*** Opening Exercise material ***
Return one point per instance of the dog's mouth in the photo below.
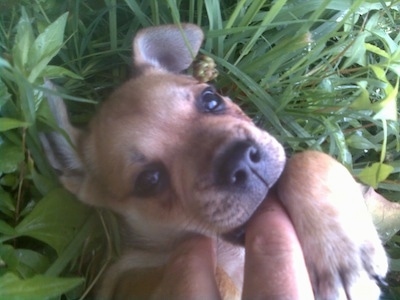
(236, 236)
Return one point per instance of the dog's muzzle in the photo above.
(247, 169)
(242, 166)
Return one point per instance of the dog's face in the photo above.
(169, 153)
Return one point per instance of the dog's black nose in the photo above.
(240, 164)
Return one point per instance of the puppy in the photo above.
(173, 157)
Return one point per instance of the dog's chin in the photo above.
(236, 236)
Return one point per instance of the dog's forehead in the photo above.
(154, 93)
(146, 116)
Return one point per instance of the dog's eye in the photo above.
(150, 181)
(210, 101)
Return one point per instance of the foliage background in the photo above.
(317, 74)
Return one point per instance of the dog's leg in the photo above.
(343, 252)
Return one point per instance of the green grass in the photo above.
(317, 74)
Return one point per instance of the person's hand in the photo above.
(190, 272)
(274, 265)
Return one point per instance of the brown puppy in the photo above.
(173, 157)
*** Closing Exercise material ***
**What to work on:** Using the material above, extract the line that contains "Return one point per instance of the brown" and every line after it, exactly as given; stop at the last line.

**Solution for this problem:**
Return one point per instance of the brown puppy in the photo above.
(173, 157)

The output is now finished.